◆ **Directions for this task**
Turn the lines from the start of the records through the line that contains "positive clicks: (353, 293) (392, 263)" into a numbered list, skipping any blank lines and leaving out the pictures.

◆ **Input records**
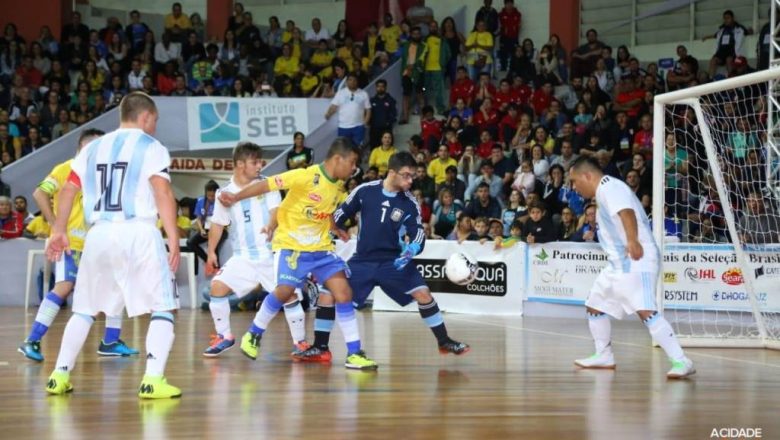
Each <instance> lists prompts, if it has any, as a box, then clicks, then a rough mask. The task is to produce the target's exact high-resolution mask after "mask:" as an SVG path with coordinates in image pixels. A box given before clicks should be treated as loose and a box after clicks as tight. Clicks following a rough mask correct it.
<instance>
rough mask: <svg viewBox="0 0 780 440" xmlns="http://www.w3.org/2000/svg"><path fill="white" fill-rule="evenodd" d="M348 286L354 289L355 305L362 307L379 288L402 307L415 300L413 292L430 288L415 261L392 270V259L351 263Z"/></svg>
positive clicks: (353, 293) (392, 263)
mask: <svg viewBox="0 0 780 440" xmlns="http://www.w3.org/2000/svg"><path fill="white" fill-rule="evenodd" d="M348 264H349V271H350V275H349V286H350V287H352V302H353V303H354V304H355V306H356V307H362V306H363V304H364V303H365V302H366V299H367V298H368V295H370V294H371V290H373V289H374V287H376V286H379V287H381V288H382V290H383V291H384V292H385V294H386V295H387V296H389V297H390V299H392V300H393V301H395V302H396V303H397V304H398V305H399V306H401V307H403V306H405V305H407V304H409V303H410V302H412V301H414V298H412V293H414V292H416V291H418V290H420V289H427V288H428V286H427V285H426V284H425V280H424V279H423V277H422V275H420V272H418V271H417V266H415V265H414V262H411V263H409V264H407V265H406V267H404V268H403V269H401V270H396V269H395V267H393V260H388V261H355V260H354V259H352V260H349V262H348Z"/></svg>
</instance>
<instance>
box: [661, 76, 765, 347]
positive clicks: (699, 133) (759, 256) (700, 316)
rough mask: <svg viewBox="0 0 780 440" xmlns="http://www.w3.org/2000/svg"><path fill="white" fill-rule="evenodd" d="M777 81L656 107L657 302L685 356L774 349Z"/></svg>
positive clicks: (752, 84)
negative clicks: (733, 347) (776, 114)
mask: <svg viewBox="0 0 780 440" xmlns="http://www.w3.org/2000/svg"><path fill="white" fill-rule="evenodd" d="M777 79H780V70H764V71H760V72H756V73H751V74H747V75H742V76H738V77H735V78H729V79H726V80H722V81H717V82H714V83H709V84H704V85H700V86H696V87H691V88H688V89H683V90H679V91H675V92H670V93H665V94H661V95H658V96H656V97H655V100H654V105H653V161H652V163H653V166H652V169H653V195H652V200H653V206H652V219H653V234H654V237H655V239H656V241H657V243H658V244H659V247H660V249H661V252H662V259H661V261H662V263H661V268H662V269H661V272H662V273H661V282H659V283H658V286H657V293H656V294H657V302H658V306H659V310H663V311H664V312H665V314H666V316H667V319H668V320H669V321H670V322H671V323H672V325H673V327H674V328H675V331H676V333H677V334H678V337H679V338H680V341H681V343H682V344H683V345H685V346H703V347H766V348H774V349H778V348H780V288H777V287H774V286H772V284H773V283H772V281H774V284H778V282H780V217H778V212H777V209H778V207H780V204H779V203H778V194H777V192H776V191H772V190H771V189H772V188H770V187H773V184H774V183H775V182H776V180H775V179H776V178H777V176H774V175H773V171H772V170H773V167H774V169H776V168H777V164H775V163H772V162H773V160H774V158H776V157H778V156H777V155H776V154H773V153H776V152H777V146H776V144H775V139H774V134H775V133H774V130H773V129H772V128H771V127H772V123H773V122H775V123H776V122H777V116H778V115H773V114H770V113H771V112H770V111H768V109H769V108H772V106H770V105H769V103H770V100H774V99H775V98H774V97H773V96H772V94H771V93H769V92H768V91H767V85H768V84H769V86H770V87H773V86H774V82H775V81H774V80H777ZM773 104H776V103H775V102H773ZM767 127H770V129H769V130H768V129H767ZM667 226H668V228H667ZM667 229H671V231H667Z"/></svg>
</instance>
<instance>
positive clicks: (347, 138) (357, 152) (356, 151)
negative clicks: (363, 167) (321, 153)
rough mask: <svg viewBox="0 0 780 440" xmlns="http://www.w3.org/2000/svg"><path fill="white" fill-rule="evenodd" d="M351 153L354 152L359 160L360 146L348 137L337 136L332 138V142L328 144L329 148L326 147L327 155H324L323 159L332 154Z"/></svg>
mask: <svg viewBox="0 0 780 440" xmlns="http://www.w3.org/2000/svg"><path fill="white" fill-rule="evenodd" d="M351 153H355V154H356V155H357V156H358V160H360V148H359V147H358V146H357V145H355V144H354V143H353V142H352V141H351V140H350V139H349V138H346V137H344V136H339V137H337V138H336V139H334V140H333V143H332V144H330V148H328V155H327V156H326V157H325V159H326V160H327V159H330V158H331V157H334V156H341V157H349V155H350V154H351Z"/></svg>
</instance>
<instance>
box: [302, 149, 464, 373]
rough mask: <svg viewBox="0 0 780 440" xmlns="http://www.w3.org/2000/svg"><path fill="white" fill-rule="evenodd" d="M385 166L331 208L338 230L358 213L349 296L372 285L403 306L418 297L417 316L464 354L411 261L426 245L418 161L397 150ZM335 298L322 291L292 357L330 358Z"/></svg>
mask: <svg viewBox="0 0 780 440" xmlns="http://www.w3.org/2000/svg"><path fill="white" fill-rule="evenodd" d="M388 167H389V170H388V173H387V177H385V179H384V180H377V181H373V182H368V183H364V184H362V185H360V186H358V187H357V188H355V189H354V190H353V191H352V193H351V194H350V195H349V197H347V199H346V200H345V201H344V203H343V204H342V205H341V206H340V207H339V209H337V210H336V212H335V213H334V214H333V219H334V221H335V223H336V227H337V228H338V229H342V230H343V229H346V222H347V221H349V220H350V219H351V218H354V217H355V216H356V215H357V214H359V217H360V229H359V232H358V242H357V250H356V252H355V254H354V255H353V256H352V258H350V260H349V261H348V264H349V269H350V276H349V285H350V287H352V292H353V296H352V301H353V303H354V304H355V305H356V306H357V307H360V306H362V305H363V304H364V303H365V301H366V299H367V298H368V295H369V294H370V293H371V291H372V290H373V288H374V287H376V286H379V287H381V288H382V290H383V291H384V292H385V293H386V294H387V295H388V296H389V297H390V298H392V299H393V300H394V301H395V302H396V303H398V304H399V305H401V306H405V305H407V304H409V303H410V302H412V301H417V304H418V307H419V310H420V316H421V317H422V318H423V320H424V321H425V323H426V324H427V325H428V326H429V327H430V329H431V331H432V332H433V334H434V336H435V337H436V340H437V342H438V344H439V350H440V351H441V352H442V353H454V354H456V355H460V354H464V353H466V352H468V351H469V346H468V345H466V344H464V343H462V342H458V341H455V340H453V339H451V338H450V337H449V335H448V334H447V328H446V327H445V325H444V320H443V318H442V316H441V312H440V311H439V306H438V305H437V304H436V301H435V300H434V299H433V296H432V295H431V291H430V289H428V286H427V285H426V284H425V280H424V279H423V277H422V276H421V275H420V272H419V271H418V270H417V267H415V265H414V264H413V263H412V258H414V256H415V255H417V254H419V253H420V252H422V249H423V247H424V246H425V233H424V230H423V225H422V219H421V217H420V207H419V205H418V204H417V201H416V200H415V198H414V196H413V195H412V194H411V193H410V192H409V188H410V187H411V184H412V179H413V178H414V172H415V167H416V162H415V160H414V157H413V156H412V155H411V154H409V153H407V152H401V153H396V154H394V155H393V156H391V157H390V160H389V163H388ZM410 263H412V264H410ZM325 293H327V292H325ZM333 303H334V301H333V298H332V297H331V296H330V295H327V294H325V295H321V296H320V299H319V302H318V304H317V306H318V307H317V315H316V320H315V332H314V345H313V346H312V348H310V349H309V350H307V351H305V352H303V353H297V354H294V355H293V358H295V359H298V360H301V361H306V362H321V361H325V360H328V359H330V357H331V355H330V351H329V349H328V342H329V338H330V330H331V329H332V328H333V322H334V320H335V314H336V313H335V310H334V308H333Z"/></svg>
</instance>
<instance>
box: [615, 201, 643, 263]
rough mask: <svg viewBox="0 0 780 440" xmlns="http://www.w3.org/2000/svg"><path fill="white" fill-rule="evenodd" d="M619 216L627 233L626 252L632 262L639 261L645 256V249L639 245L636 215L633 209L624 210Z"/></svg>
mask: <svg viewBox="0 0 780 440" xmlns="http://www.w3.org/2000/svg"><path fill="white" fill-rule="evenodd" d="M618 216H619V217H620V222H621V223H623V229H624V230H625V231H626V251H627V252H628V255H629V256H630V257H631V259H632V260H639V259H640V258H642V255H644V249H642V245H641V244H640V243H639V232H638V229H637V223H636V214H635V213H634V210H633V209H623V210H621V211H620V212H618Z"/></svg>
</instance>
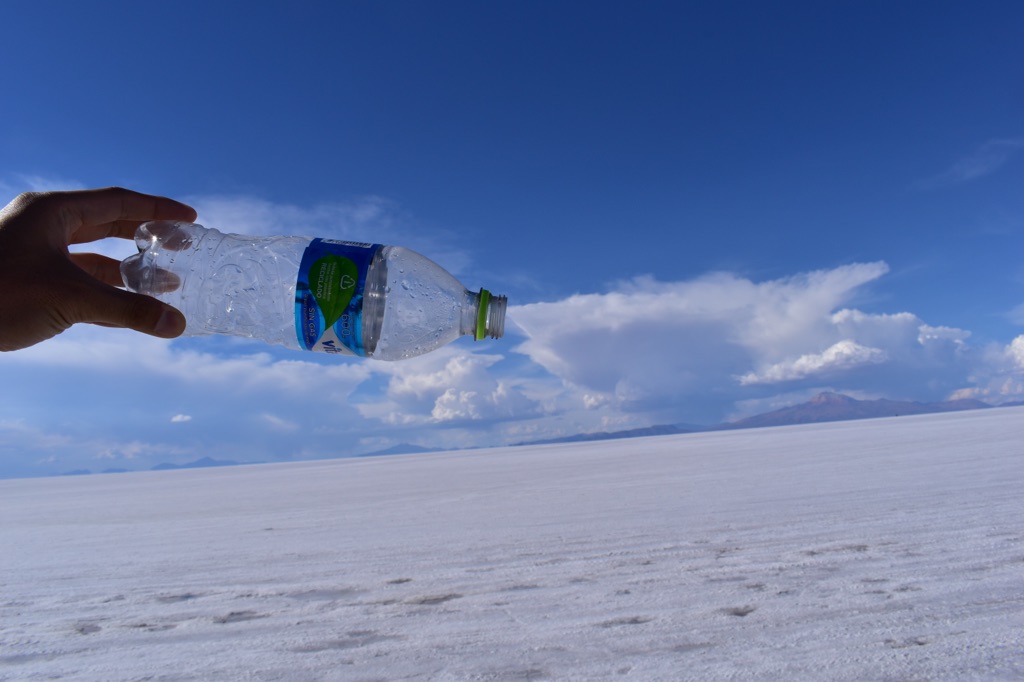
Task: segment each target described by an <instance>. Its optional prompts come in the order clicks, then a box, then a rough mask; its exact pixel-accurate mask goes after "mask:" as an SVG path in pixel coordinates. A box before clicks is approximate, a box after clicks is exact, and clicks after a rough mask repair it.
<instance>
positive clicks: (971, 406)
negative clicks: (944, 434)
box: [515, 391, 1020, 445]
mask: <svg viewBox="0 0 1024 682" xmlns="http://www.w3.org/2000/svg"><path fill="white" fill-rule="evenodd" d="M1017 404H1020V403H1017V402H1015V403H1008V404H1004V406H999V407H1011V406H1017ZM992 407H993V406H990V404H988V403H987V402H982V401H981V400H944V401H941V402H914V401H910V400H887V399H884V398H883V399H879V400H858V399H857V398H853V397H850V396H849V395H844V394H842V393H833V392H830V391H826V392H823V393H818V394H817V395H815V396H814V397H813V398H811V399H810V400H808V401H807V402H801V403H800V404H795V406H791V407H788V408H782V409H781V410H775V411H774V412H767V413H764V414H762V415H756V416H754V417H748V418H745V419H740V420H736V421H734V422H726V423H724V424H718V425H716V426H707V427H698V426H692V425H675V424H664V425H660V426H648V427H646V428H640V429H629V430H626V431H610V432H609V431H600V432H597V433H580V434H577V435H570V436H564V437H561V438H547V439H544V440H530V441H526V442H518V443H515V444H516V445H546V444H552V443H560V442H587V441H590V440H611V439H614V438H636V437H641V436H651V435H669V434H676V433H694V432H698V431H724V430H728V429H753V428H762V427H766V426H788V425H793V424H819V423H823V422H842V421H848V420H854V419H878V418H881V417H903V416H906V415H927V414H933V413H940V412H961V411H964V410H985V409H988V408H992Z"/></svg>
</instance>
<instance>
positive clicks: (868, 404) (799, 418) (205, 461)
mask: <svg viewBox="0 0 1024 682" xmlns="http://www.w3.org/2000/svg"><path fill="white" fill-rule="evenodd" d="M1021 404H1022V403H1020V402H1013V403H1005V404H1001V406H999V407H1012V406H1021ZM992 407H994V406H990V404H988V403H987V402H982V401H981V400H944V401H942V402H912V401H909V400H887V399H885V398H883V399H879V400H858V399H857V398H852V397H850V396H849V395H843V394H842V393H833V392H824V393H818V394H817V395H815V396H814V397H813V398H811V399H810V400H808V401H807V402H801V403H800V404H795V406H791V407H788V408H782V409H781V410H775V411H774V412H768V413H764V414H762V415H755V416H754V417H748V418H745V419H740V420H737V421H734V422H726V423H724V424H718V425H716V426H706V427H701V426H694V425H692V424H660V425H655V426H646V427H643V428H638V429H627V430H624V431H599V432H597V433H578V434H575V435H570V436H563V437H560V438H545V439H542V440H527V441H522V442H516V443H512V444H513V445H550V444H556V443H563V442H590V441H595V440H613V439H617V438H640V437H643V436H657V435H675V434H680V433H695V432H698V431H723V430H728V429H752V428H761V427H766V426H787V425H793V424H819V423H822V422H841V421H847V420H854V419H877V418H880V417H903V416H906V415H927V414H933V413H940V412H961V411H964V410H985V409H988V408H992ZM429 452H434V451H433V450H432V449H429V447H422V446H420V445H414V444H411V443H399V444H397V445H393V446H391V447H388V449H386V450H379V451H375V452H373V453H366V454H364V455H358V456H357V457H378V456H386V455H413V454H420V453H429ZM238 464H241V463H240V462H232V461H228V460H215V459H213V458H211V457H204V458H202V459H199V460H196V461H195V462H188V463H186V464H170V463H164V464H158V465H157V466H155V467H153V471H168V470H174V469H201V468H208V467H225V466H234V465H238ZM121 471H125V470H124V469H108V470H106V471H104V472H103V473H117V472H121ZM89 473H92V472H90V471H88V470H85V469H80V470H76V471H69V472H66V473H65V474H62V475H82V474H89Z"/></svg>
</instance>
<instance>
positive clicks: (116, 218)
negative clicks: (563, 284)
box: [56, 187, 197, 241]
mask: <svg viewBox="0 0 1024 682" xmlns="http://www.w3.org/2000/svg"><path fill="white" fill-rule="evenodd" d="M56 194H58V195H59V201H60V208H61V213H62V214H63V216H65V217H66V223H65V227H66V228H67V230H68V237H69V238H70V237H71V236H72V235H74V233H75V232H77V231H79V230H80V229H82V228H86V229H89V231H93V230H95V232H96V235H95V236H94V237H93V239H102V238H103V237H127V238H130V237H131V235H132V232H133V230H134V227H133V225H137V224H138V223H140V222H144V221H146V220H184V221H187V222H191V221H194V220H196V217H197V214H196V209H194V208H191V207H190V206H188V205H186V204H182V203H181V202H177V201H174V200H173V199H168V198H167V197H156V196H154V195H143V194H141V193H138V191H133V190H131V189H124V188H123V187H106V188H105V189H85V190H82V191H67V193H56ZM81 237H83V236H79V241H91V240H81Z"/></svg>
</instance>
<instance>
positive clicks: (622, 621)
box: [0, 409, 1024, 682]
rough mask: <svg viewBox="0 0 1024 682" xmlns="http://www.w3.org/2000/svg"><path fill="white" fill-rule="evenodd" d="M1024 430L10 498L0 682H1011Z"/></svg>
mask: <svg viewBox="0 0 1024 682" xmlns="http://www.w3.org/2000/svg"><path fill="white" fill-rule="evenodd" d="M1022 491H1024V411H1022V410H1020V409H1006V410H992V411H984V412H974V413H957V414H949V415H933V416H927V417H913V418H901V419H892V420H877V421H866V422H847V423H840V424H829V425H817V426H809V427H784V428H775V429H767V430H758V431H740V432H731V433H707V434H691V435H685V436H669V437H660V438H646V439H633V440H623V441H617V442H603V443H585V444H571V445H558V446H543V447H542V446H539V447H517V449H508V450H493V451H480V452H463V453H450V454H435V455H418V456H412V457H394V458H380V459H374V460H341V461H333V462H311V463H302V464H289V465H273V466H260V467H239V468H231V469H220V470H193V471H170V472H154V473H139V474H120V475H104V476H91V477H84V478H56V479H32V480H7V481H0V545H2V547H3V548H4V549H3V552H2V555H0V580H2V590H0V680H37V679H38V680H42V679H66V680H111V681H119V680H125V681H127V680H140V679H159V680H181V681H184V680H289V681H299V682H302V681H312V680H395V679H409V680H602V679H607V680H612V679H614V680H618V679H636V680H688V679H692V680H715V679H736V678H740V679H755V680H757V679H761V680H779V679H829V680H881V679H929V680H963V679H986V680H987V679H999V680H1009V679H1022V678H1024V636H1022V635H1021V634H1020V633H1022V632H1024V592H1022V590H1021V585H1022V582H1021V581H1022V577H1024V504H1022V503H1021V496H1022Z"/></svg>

◆ **Output for this task**
1. Each <instance> lists prompts, if it has any, as a box, then clicks, then a rough mask. The task is to produce the target's exact high-resolution mask after "mask:" as an SVG path with coordinates in image pixels. A box given before clicks should be treated as loose and a box after clicks as tight. Clicks following a rough mask correct it.
2. <instance>
3. rough mask: <svg viewBox="0 0 780 440" xmlns="http://www.w3.org/2000/svg"><path fill="white" fill-rule="evenodd" d="M348 286L354 289L355 305L362 307L379 288L402 307L415 300L413 292L430 288L415 261L392 270V259L351 263Z"/></svg>
4. positive clicks: (353, 293) (392, 263)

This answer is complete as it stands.